◆ Task statement
According to the article on Hengshui High School, how long does each class last?

◆ Document passage

Location
- Taocheng District Hengshui, Hebei Province China
- Coordinates: 37°43′00″N 115°42′17″E﻿ / ﻿37.7168°N 115.7048°E

Information
- Type: Public
- Motto: pursue excellence (追求卓越)
- Established: 1951
- Principal: Wang Jianyong (王建勇)
- Staff: over 600
- Enrollment: over 10,000
- Website: hbhszx.cn

= Hengshui High School =

Hebei Hengshui High School (河北衡水中学) is a municipal public high school in Hengshui, Hebei, China. It was established in 1951.

Students in Hengshui High School must obey a strict set of rules and regulations. Students are all required to study more than 15 hours per day and almost 7 days per week. International media outlets have remarked on how the school is often compared to a prison camp and how its military-style management of students has been proven to produce excellent results.

As of 2015, of all existing high schools in China, Hengshui High had the highest number of students gaining admission to the highest ranked universities in Mainland China. Hengshui High opened branch schools in various provinces. Parents have criticized the school's methods, believing they are overly harsh.

== School life ==

=== Curriculum ===
Hengshui High School strictly enforces the curriculum for students. Students wake up at 5:30 AM every day and start housekeeping before starting running exercises at 5:40 AM on the playground. Morning reading starts after the running exercise, and breakfast is served to the students in batches at 6:30 AM. Students have early preparations for self-study after breakfast, and then they start class. Each class lasts for 40 minutes. There are five classes in the morning and an inter-class exercise during the third class. Lunch break is from 12:45 PM to 1:45 PM, and after lunch, five classes are held in the afternoon. After the afternoon classes, students will have dinner, and they watch the news from 6:50 PM to 7:10 PM. There are three lessons in the evening for self-study, ending at 9:50 PM. At 10:10 PM, students are to go to bed. The start time of each class and the two minute period before bedtime are both preparation times. An "entry status" is required, in which students are expected to follow the school's restrictive rule of conduct. For example, two minutes before the class starts, no jokes are to be made, no water is to be consumed, and two minutes before bedtime, students must lie in bed and enter a state of sleep. Under the pressure of the Hebei Provincial Department of Education, the schedule of Hengshui High School in 2022 has been adjusted to have waking times set at 6:30 AM and bedtime set at 10:30 PM. However, the daily study time of students has not been affected.

=== School assignment and exams===
Hengshui High School students are told to "regard self-study as exams, and regard exams as the Gaokao". The curriculum has a comprehensive test every Sunday, and every month there is a large-scale research exam held with difficulty equivalent to that of the Gaokao. Both small tests and large-scale tests rank students and classes. School assignments and examination papers are written by teaching staff.

=== Holidays ===
During a semester, students take a vacation every two or three weeks, and the time can range from about one day in the first year to one night in the third year. During the COVID-19 pandemic, the school was closed for several months, so there were no regular holidays.

=== Featured events ===
The special activities of Hengshui High School include the "80 Chinese mile hiking" held in the first grade, the "coming-of-age ceremony" held in the second year, and the "100 day oath of the Gaokao" held in the third year, etc.

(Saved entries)
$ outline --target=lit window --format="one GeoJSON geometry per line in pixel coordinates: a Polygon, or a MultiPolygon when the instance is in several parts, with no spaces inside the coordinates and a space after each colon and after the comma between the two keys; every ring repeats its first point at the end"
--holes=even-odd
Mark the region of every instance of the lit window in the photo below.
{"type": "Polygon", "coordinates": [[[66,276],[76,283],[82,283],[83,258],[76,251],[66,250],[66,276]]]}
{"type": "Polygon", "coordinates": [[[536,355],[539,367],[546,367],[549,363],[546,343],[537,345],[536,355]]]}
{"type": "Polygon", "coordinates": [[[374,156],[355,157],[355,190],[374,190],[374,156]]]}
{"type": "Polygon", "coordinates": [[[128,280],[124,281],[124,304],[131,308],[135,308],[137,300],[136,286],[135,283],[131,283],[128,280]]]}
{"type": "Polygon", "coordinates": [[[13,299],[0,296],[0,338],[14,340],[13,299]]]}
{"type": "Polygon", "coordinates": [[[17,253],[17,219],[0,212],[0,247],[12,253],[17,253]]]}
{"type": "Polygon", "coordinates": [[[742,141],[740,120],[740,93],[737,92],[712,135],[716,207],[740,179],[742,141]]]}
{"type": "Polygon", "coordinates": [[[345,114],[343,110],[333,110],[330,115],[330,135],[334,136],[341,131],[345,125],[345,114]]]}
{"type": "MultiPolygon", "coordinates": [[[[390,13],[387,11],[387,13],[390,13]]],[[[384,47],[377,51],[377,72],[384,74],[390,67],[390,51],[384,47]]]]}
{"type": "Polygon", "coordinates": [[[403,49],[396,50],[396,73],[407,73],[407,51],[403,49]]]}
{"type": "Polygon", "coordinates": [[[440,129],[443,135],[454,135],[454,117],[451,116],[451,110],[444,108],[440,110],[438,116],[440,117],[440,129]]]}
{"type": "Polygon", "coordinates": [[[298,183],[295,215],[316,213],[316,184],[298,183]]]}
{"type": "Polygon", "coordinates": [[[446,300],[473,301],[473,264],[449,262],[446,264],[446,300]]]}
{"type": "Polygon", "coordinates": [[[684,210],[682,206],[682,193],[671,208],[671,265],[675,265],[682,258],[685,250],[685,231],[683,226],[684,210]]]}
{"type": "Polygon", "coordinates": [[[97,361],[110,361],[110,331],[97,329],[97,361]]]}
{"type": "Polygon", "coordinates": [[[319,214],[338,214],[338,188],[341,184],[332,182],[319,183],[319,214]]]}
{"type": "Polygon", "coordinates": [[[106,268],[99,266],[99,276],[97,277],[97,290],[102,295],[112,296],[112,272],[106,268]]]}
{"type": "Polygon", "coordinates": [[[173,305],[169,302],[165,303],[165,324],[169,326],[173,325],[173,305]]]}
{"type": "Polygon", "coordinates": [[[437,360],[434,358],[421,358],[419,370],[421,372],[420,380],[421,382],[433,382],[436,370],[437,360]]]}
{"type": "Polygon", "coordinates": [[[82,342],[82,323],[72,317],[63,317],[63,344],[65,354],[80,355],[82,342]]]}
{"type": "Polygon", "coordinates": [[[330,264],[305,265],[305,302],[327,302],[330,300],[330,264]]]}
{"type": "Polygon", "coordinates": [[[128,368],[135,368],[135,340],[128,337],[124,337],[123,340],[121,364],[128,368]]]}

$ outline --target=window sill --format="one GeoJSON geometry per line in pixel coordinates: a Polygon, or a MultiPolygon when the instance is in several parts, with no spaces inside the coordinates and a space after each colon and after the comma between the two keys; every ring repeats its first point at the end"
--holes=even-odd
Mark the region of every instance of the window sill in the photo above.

◆ Output below
40 minutes